TASK DIRECTIONS:
Filter the listing below down to the lines with the word "pedestrian" and copy those.

MATERIAL PROVIDED:
##########
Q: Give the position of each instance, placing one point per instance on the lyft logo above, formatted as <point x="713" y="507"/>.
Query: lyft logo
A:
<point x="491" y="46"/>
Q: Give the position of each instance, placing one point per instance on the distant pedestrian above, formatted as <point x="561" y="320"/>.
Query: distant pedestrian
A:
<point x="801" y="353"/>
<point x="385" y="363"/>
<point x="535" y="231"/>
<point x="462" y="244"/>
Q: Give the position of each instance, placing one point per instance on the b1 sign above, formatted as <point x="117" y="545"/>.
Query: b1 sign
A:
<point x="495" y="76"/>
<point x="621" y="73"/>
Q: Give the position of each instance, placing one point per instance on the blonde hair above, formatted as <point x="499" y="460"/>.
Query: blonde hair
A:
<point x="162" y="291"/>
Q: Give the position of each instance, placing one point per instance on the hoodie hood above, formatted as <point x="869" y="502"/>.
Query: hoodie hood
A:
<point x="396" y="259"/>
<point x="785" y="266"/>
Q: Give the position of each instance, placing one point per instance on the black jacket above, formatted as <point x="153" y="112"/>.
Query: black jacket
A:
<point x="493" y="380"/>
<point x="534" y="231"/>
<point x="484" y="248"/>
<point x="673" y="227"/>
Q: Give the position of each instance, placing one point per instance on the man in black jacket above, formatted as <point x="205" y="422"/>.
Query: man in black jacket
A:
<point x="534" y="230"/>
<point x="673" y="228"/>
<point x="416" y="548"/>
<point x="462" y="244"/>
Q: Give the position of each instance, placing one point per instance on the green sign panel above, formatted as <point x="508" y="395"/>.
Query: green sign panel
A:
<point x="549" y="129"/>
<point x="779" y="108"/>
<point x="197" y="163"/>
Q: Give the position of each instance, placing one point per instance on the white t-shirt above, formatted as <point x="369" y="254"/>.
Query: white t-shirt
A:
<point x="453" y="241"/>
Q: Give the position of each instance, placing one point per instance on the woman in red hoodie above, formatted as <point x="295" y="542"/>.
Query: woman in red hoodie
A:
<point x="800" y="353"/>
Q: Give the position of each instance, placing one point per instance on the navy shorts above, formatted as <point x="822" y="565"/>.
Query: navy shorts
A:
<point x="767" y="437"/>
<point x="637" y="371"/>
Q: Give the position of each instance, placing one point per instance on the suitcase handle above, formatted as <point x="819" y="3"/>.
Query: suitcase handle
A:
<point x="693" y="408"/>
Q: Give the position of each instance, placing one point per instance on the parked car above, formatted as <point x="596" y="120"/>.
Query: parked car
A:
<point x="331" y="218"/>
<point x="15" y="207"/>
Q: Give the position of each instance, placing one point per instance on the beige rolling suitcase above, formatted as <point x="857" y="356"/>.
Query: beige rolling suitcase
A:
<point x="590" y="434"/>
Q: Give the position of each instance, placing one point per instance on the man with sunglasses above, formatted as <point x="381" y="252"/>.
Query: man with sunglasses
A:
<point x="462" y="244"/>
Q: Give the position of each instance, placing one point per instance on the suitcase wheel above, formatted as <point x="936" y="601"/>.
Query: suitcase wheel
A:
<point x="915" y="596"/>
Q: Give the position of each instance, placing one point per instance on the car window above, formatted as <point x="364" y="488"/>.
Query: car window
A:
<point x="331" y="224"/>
##########
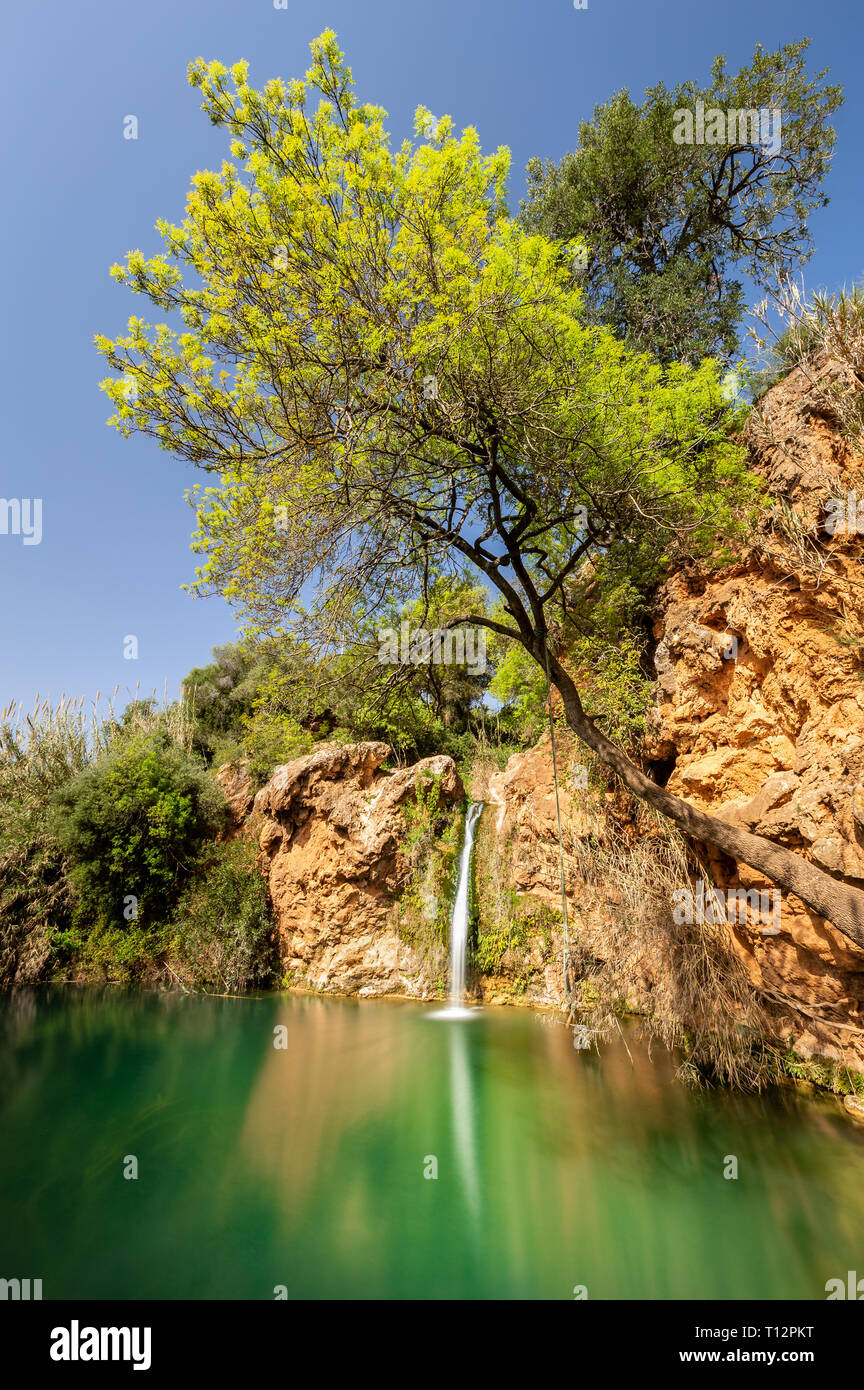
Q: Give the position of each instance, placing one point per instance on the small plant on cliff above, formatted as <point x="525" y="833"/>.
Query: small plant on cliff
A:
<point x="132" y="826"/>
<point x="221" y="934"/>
##########
RESPONSE TO THIS EXERCISE:
Q: Give the position of each instance, placing one point per instance on the distant pedestrian above, formatted as <point x="561" y="320"/>.
Query: distant pedestrian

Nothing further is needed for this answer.